Aim of the task: Reproduce the following data line for line with no changes, but leave the picture out.

Data supplied:
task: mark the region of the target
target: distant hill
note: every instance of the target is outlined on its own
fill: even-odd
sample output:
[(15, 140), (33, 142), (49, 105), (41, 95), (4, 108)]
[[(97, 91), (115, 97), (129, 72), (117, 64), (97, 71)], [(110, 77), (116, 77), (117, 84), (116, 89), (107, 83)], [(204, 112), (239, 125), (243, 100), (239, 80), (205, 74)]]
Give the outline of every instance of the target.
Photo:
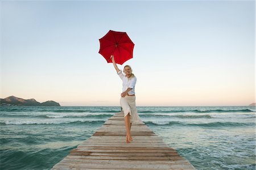
[(256, 106), (256, 103), (253, 103), (252, 104), (249, 105), (249, 106)]
[(23, 99), (14, 96), (5, 99), (0, 99), (0, 105), (20, 105), (20, 106), (60, 106), (53, 101), (47, 101), (40, 103), (34, 99)]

Solved exercise:
task: mark the region of the target
target: distant hill
note: every instance of the target is outlined on its own
fill: even-odd
sample output:
[(15, 140), (33, 142), (49, 105), (41, 95), (4, 108)]
[[(97, 91), (115, 97), (129, 72), (117, 64), (97, 71)], [(110, 77), (116, 77), (117, 84), (116, 89), (107, 83)], [(204, 112), (239, 125), (243, 100), (239, 80), (205, 74)]]
Give the outline of every instance of the target.
Photo:
[(256, 106), (256, 103), (253, 103), (252, 104), (249, 105), (249, 106)]
[(23, 99), (14, 96), (5, 99), (0, 99), (0, 105), (20, 105), (20, 106), (60, 106), (53, 101), (47, 101), (40, 103), (34, 99)]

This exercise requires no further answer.